What you have to do:
Please extract every line of the material below word for word, leaving the pictures out of your answer.

(Entries for pointing and labeling)
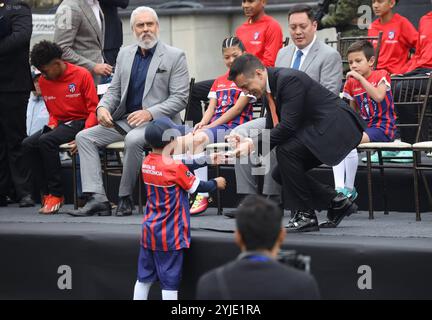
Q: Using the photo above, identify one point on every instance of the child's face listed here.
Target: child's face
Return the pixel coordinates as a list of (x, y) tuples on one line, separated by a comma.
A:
[(359, 63), (382, 7), (230, 54), (251, 8)]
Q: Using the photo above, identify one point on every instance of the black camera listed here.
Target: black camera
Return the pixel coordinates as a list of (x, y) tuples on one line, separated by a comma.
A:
[(293, 259)]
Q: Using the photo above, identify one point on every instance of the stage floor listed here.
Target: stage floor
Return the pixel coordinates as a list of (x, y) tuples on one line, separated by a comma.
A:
[(102, 253)]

Written response:
Q: Using the photo above, identify one point on every instance of the child's face listed here.
Target: child's face
Return the pixel coordinates as a list of (x, y) tuples on one line, separated by a comma.
A:
[(359, 63), (382, 7), (230, 54), (251, 8)]
Q: Using the photo above, identify one point on every instance of the black camera listed here.
Target: black camera
Return the pixel coordinates as a list of (x, y) tuples on one line, separated by a comma.
A:
[(293, 259)]
Q: Using the photo above, identify one point on every instance of the stage floor listed here.
Target: stage floor
Return the pixel coordinates as a list of (x, y) tuples on one line, separated by a comma.
A:
[(102, 253)]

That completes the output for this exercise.